PASSAGE PROVIDED
04/23/2008, 7:35pm, EDT
Wednesday, April 23rd
Education grows 35%, Macs generate 59% revenue
Apple today posted its best second quarter in company history, with good news from its education, computer, and iPhone segments. Educational revenue growth was revealed to be 35-percent, which Apple says is the highest growth rate it has seen
Desktop revenue grew 37-percent thanks to strong demand for iMacs, as well as increased sales of its newly-updated Mac Pro. Laptops saw strong growth, with 61-percent additional revenue, due to strong sales of the revised MacBook and MacBook Pro computers, as well as the introduction of the MacBook Air. Apple also commented that MacBook Air numbers are indicative that more than just "road warriors" are purchasing them – the company notes that many students and higher education staff members are using the portable in increasing volume.

STORED RECORDS

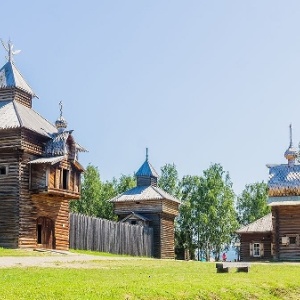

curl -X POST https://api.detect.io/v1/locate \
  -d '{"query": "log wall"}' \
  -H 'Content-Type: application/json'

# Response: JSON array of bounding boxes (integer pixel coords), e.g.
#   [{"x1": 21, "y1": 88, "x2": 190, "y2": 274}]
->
[
  {"x1": 0, "y1": 129, "x2": 21, "y2": 248},
  {"x1": 272, "y1": 205, "x2": 300, "y2": 260},
  {"x1": 70, "y1": 214, "x2": 153, "y2": 257},
  {"x1": 240, "y1": 232, "x2": 273, "y2": 261}
]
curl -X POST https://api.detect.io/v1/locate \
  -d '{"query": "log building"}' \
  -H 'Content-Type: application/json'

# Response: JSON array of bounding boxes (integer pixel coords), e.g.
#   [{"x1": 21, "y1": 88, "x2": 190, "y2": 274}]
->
[
  {"x1": 110, "y1": 153, "x2": 180, "y2": 259},
  {"x1": 0, "y1": 41, "x2": 85, "y2": 250},
  {"x1": 238, "y1": 126, "x2": 300, "y2": 261}
]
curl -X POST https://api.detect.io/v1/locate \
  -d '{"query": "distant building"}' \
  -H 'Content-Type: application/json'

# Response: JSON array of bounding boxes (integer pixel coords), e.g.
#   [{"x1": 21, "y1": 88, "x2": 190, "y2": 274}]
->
[
  {"x1": 0, "y1": 42, "x2": 85, "y2": 250},
  {"x1": 110, "y1": 150, "x2": 180, "y2": 259},
  {"x1": 237, "y1": 126, "x2": 300, "y2": 260}
]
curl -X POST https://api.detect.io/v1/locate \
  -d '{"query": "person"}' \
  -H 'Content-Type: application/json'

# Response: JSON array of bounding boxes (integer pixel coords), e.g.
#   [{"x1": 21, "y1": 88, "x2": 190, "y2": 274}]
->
[{"x1": 222, "y1": 252, "x2": 227, "y2": 261}]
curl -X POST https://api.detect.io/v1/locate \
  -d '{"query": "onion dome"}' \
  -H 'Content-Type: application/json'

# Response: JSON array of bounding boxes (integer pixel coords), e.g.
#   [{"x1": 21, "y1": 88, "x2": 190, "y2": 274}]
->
[
  {"x1": 55, "y1": 101, "x2": 68, "y2": 132},
  {"x1": 135, "y1": 148, "x2": 158, "y2": 186},
  {"x1": 284, "y1": 124, "x2": 298, "y2": 166}
]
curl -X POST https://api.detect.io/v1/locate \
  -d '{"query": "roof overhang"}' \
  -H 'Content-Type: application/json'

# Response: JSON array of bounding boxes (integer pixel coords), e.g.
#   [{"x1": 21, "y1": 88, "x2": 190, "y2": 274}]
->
[
  {"x1": 268, "y1": 196, "x2": 300, "y2": 206},
  {"x1": 28, "y1": 156, "x2": 65, "y2": 165}
]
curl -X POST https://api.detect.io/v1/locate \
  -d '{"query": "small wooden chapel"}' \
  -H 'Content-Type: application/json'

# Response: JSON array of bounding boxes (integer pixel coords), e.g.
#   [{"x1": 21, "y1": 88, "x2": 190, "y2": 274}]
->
[
  {"x1": 110, "y1": 149, "x2": 180, "y2": 259},
  {"x1": 237, "y1": 125, "x2": 300, "y2": 261},
  {"x1": 0, "y1": 41, "x2": 85, "y2": 250}
]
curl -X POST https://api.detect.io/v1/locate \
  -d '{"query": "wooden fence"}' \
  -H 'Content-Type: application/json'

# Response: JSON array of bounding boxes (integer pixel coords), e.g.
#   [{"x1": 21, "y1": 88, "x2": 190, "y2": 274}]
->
[{"x1": 70, "y1": 213, "x2": 153, "y2": 257}]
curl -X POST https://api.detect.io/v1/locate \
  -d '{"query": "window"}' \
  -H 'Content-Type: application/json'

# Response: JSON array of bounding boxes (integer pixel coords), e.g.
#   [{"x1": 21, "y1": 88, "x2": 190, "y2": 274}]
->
[
  {"x1": 63, "y1": 170, "x2": 69, "y2": 190},
  {"x1": 0, "y1": 166, "x2": 8, "y2": 176},
  {"x1": 281, "y1": 234, "x2": 299, "y2": 246},
  {"x1": 250, "y1": 242, "x2": 264, "y2": 257},
  {"x1": 253, "y1": 243, "x2": 260, "y2": 257}
]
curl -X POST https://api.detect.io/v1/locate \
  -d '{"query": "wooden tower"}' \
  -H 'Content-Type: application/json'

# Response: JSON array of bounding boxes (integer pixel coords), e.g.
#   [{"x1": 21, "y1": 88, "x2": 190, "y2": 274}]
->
[
  {"x1": 110, "y1": 151, "x2": 180, "y2": 259},
  {"x1": 0, "y1": 41, "x2": 85, "y2": 250},
  {"x1": 268, "y1": 126, "x2": 300, "y2": 260}
]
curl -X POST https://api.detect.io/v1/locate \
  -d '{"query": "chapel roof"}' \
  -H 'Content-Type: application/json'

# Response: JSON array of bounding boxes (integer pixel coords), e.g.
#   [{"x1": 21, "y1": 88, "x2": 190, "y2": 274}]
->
[
  {"x1": 0, "y1": 61, "x2": 37, "y2": 97},
  {"x1": 110, "y1": 185, "x2": 180, "y2": 203},
  {"x1": 0, "y1": 100, "x2": 57, "y2": 137}
]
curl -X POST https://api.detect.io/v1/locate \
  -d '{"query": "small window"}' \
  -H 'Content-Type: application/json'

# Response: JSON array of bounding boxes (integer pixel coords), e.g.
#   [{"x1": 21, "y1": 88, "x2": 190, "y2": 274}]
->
[
  {"x1": 0, "y1": 166, "x2": 7, "y2": 176},
  {"x1": 63, "y1": 169, "x2": 69, "y2": 190},
  {"x1": 253, "y1": 243, "x2": 260, "y2": 257}
]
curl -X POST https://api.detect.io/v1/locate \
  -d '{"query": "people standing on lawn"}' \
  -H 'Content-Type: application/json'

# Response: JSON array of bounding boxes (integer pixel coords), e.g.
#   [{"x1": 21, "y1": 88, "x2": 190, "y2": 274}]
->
[{"x1": 222, "y1": 252, "x2": 227, "y2": 261}]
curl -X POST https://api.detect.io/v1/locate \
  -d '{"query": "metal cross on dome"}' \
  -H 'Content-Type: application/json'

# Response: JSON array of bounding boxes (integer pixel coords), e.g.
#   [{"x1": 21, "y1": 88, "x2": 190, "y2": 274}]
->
[
  {"x1": 59, "y1": 101, "x2": 63, "y2": 119},
  {"x1": 1, "y1": 39, "x2": 21, "y2": 62}
]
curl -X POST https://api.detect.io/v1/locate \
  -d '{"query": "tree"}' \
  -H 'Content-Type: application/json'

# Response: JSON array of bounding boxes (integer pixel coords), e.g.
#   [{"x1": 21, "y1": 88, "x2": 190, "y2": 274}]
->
[
  {"x1": 70, "y1": 164, "x2": 101, "y2": 216},
  {"x1": 192, "y1": 164, "x2": 237, "y2": 260},
  {"x1": 175, "y1": 175, "x2": 200, "y2": 259},
  {"x1": 113, "y1": 174, "x2": 136, "y2": 195},
  {"x1": 158, "y1": 164, "x2": 180, "y2": 198},
  {"x1": 237, "y1": 182, "x2": 270, "y2": 225}
]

TASK
Continue the report above on Apple's record second quarter, starting after its last sentence.

EXERCISE OUTPUT
Apple remains confident in the 10 million iPhone estimate, with 1.7 million units sold throughout the quarter, thanks to expanded coverage in Austria and Ireland. Total deferred revenue from the iPhone and Apple TV sat at $1.93 billion, up from $1.44 billion from the December quarter.
The recently unveiled iPhone SDK beta has drawn over 200,000 developers to sign up and download a copy, with Apple calling the response "tremendous". Activity concerning the Enterprise beta program – which allows users to synchronize with a Microsoft Exchange server – was dubbed as being "off the charts", with one third of all Fortune 500 companies signing up for the program, and another 400 higher education institutions. Apple states that hundreds of companies and institutes have been accepted, while more are added every week.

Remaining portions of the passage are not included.